• [REQUIRED TASK]: Pull out each line of the data below that contains the word "woman", and copy those lines in their original order.

[Collection entries]
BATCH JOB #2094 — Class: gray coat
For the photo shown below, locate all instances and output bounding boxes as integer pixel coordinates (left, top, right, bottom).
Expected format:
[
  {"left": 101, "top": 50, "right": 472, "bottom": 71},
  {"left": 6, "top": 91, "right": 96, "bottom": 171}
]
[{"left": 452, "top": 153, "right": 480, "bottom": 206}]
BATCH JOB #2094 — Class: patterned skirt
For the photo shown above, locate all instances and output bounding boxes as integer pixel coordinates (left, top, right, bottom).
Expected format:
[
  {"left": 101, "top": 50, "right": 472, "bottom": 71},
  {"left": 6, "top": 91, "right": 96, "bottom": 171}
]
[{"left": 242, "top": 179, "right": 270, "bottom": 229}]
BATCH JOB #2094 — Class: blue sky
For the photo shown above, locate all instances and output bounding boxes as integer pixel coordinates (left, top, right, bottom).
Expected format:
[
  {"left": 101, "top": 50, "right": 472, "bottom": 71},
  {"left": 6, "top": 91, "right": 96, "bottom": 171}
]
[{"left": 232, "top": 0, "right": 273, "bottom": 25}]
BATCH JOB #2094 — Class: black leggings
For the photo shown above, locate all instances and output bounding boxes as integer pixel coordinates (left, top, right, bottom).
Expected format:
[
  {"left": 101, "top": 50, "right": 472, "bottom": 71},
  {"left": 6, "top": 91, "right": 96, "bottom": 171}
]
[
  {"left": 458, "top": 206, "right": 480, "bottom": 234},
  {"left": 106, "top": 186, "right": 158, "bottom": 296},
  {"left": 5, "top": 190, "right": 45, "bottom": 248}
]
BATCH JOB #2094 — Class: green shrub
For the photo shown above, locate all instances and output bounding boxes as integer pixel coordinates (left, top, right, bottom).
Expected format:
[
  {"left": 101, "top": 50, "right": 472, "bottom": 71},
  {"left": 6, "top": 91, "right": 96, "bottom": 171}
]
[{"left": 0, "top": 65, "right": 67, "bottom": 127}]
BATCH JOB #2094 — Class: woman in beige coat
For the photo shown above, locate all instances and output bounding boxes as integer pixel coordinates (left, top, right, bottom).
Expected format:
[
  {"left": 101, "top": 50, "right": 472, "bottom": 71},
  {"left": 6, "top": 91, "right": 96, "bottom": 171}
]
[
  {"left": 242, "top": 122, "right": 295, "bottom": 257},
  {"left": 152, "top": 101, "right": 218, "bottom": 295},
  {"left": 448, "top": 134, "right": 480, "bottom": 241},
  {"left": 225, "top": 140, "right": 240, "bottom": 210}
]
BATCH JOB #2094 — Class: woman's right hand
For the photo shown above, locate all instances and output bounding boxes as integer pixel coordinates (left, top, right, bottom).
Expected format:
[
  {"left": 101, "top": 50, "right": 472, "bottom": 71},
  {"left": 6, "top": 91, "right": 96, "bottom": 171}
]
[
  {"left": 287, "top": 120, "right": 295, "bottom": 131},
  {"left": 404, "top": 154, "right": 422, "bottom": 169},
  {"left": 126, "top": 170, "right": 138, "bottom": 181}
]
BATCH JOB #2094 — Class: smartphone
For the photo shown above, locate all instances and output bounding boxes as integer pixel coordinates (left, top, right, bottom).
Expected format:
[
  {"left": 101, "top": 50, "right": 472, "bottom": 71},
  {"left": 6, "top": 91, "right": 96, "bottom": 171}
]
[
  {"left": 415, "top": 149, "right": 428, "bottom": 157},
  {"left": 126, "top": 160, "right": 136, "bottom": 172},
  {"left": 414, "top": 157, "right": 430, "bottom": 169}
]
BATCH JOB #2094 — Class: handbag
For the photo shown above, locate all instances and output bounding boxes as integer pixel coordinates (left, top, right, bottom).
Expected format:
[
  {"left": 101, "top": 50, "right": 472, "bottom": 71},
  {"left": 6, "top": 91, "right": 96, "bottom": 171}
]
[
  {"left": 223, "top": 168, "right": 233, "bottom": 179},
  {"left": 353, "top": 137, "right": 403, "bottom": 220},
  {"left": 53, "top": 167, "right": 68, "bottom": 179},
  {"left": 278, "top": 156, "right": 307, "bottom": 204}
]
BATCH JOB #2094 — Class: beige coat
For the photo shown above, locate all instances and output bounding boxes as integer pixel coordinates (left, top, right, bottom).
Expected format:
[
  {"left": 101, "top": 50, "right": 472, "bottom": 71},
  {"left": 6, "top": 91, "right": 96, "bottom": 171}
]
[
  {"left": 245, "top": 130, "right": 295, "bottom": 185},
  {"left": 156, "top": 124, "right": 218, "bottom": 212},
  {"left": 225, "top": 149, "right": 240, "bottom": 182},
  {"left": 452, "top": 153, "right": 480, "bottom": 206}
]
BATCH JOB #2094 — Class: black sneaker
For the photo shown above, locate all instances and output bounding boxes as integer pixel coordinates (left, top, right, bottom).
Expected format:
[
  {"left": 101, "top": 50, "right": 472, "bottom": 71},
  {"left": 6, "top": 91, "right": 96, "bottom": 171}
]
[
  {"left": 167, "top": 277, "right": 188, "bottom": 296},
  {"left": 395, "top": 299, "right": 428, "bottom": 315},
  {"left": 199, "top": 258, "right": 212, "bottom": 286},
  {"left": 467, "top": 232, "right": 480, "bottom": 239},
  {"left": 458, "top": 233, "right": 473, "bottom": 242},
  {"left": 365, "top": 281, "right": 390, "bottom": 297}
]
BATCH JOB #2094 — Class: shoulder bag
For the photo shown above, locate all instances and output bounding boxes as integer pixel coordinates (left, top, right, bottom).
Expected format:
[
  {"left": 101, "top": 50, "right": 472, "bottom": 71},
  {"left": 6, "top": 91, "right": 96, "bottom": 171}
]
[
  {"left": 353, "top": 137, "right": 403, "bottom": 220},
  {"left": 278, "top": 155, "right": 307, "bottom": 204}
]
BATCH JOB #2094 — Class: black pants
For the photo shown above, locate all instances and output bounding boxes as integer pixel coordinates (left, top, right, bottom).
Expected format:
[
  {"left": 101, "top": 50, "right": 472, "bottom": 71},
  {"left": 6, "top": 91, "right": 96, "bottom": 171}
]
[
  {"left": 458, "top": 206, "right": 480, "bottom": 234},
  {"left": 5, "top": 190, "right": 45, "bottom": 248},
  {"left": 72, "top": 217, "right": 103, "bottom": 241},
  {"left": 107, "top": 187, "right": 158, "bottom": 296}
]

* * *

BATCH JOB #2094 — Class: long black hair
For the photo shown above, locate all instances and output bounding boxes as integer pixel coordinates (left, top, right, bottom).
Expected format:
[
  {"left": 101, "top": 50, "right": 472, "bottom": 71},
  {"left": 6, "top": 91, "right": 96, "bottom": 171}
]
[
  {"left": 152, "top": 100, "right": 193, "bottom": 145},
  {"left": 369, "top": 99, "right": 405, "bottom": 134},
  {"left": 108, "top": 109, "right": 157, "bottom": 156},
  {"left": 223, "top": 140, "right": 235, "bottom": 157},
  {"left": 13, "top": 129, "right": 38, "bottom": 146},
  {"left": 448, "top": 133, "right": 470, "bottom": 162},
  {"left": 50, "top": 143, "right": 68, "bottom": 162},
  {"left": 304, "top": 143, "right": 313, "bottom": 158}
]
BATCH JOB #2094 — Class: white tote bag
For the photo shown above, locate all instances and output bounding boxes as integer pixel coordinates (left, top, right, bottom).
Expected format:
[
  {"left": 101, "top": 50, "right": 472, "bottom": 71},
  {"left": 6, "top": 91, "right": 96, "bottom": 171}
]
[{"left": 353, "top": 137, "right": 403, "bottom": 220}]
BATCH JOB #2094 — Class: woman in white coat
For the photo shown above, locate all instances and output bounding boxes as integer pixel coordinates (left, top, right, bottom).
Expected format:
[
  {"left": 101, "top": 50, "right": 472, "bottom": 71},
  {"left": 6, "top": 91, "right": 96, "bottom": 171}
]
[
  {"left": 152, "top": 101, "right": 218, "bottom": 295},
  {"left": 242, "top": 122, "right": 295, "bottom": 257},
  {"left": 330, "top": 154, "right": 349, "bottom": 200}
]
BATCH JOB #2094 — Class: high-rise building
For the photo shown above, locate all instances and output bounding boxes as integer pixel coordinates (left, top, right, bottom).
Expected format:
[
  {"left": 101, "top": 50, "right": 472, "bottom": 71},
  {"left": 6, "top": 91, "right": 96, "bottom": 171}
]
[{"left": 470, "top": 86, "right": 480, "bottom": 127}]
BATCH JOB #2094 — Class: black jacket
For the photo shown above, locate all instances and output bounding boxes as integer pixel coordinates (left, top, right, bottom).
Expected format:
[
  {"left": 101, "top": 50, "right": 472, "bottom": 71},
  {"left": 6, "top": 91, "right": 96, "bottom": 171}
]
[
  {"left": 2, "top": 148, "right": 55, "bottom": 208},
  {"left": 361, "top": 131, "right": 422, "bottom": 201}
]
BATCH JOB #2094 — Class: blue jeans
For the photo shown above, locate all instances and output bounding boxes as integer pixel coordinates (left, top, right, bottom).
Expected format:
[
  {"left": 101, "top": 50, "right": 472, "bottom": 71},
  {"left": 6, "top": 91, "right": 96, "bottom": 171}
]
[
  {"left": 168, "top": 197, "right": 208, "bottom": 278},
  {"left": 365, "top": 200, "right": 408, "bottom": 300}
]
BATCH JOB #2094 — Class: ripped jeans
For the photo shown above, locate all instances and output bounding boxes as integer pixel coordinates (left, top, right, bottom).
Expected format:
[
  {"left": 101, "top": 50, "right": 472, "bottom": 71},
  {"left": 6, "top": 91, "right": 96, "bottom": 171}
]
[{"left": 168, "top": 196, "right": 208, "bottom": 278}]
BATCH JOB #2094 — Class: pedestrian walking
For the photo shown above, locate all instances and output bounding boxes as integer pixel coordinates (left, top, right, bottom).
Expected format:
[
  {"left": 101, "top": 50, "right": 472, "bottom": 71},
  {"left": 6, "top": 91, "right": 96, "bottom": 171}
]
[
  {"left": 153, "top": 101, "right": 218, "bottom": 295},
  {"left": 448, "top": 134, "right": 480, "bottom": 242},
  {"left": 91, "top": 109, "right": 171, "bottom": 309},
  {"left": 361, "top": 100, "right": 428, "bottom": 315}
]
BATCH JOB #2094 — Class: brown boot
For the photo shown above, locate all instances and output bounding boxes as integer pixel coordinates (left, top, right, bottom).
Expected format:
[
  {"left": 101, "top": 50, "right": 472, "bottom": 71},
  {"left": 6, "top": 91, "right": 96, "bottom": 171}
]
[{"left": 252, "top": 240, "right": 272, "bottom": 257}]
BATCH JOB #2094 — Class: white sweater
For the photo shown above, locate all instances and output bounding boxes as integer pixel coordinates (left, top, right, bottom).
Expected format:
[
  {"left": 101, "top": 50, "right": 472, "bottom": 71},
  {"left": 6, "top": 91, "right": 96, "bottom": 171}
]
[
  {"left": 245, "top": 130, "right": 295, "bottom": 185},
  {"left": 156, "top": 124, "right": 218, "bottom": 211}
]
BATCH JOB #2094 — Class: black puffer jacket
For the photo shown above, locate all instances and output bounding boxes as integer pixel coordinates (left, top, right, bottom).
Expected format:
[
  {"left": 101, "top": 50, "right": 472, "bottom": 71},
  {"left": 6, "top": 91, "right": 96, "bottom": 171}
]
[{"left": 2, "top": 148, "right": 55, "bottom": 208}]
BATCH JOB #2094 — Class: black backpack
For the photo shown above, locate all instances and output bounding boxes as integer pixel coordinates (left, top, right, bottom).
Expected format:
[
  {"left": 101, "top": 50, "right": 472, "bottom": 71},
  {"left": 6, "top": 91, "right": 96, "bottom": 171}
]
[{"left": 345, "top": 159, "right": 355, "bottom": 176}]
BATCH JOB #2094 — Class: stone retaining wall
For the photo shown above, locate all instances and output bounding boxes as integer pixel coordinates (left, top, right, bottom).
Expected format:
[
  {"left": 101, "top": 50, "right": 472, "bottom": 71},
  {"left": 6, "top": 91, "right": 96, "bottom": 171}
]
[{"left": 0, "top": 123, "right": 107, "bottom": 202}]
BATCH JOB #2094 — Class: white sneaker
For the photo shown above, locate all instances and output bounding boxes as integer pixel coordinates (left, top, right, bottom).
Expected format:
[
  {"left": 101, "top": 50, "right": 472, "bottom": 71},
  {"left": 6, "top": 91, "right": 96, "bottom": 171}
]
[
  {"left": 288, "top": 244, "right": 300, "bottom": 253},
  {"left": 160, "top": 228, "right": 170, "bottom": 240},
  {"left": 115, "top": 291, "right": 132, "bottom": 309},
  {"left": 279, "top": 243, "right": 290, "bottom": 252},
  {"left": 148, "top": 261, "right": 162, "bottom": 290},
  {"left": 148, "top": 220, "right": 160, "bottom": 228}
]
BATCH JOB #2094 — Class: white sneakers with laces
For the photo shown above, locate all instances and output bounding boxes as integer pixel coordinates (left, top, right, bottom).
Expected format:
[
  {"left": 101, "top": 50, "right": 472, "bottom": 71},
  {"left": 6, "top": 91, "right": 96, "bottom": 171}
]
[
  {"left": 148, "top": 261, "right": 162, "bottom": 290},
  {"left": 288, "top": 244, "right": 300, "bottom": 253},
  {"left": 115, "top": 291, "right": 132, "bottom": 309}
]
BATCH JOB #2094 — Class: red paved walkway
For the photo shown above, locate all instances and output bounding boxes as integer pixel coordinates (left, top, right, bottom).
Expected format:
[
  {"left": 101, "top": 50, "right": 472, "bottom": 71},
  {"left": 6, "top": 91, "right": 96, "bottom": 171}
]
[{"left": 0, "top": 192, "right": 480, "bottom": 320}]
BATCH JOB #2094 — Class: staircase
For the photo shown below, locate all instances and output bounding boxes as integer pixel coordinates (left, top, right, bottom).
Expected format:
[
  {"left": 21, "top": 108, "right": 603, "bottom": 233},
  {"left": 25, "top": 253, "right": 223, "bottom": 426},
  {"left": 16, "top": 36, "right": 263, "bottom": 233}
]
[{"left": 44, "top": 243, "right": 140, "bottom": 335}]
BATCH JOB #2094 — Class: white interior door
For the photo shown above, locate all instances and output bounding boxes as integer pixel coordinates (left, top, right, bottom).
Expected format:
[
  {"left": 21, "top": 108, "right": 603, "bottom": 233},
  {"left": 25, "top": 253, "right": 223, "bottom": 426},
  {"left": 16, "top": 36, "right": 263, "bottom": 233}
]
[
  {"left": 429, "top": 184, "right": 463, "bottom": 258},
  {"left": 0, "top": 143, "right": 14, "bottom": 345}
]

• [SOLUTION FOR THIS EXERCISE]:
BATCH JOB #2094 — Class: woman in beige coat
BATCH JOB #2094 — Class: woman's right hand
BATCH JOB #2094 — Class: woman in white coat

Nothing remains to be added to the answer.